* [Task 1] Reproduce the entries below word for word, from their first line through the line that contains "column 130, row 217", inclusive.

* [Extract provided]

Page 1 of 4 – SEC Filing

UNITED STATES

SECURITIES AND EXCHANGE COMMISSION

Washington, D.C. 20549

SCHEDULE 13D

Under the Securities Exchange Act of 1934

(Amendment No. 8)*

Westell Technologies Inc

(Name of Issuer)

Common Stock Class A, $.01 par value

(Title of Class of Securities)

957541204

(CUSIP Number)

Merihan Tynan,
Cove Street Capital LLC,
2101 East El Segundo Boulevard, Suite 302
El Segundo, CA 90245

(Name, Address and Telephone Number of Person
Authorized to Receive Notices and Communications)

August 29, 2017

(Date of Event which Requires Filing of this Statement)

If the filing person has previously filed a statement on Schedule 13G to report
the acquisition that is the subject of this Schedule 13D, and is filing this schedule because of §§240.13d-1(e), 240.13d-1(f)
or 240.13d-1(g), check the following box. x

Note: Schedules filed in paper format shall include
a signed original and five copies of the schedule, including all exhibits. See §240.13d-7 for other
parties to whom copies are to be sent.

* The remainder of this cover page shall be filled
out for a reporting person’s initial filing on this form with respect to the subject class of securities, and
for any subsequent amendment containing information which would alter disclosures provided in a prior cover page.

**The Amendment No 8. (“Amendment No.

* [Task 2] Quote the Schedule 13D cover page above verbatim, between "Under the Securities" and "Class of Securities)", inclusive.

* [Available records]
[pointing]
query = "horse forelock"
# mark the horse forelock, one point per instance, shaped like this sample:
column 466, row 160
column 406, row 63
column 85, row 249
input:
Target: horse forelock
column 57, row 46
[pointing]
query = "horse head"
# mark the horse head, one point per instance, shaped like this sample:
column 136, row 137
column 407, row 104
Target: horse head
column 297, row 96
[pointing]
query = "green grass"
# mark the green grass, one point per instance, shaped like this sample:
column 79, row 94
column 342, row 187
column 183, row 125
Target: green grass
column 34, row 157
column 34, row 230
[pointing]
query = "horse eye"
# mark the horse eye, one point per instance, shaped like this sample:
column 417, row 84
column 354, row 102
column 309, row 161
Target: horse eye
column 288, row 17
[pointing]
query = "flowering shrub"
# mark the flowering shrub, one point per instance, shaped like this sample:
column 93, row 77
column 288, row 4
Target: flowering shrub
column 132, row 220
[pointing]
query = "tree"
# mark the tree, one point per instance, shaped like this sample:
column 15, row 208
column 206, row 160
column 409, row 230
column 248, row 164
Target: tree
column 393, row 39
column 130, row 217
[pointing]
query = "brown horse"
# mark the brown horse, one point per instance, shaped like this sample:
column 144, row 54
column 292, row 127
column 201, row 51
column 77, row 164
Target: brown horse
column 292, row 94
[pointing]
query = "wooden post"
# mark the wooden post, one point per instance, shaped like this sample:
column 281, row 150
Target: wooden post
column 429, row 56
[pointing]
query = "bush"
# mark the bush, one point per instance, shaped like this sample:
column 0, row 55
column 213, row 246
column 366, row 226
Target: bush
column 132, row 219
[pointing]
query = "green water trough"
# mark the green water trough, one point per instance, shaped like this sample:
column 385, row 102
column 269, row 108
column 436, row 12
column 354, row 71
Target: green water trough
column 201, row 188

* [Expected output 1]
[pointing]
query = "horse forelock"
# mark the horse forelock, one point per instance, shaped like this sample:
column 466, row 160
column 406, row 63
column 85, row 249
input:
Target: horse forelock
column 57, row 46
[pointing]
query = "horse head"
# mark the horse head, one point per instance, shaped like this sample:
column 136, row 137
column 407, row 104
Target: horse head
column 297, row 96
[pointing]
query = "green grass"
# mark the green grass, one point per instance, shaped like this sample:
column 79, row 94
column 342, row 187
column 183, row 125
Target: green grass
column 34, row 157
column 34, row 230
[pointing]
query = "horse eye"
# mark the horse eye, one point per instance, shaped like this sample:
column 417, row 84
column 354, row 102
column 309, row 161
Target: horse eye
column 288, row 17
[pointing]
query = "flowering shrub"
# mark the flowering shrub, one point per instance, shaped like this sample:
column 93, row 77
column 288, row 4
Target: flowering shrub
column 132, row 220
[pointing]
query = "tree"
# mark the tree, one point per instance, shaped like this sample:
column 15, row 208
column 206, row 160
column 409, row 230
column 248, row 164
Target: tree
column 393, row 39
column 130, row 217

* [Expected output 2]
Under the Securities Exchange Act of 1934

(Amendment No. 8)*

Westell Technologies Inc

(Name of Issuer)

Common Stock Class A, $.01 par value

(Title of Class of Securities)